(Natural-language object grounding data)
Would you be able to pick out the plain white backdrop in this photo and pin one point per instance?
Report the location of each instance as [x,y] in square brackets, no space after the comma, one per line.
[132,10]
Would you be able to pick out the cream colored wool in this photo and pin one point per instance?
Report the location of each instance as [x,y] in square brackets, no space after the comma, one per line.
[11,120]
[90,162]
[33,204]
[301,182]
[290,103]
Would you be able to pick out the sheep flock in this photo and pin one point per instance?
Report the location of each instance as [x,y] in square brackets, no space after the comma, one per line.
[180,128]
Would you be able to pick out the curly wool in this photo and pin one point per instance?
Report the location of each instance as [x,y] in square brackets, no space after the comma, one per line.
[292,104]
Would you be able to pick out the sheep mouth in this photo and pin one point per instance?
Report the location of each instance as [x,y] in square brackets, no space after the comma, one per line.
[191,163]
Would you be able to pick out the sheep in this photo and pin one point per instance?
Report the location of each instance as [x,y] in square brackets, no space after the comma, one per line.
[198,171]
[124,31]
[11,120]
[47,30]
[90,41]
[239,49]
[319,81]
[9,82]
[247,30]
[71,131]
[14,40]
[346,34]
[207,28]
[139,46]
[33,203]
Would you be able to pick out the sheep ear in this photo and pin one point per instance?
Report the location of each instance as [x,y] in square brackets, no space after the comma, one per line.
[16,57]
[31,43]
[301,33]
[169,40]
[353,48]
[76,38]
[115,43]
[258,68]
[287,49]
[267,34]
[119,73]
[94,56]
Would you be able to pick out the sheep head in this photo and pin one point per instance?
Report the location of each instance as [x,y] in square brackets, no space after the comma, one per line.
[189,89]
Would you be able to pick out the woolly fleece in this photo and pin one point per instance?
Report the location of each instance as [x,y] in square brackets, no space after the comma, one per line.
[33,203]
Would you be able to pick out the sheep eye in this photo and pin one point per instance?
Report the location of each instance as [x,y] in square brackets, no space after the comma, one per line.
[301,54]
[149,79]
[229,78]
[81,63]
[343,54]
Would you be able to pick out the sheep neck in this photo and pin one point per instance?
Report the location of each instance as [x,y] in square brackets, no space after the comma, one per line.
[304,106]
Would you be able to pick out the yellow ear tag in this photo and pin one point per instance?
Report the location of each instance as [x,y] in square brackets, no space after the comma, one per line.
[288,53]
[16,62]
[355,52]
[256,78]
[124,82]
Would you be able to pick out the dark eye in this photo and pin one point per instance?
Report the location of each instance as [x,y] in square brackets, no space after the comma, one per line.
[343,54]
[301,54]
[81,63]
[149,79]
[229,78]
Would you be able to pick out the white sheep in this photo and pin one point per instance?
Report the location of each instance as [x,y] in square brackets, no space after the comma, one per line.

■ **Instructions for the task**: Which lines in the records above contain the string "white"? Copy them.

■ **Response area**:
Would you be able to pick out the plain white backdrop in this photo and pin one point per instance?
Would you be able to pick out the white sheep in this photo and pin one point per instance?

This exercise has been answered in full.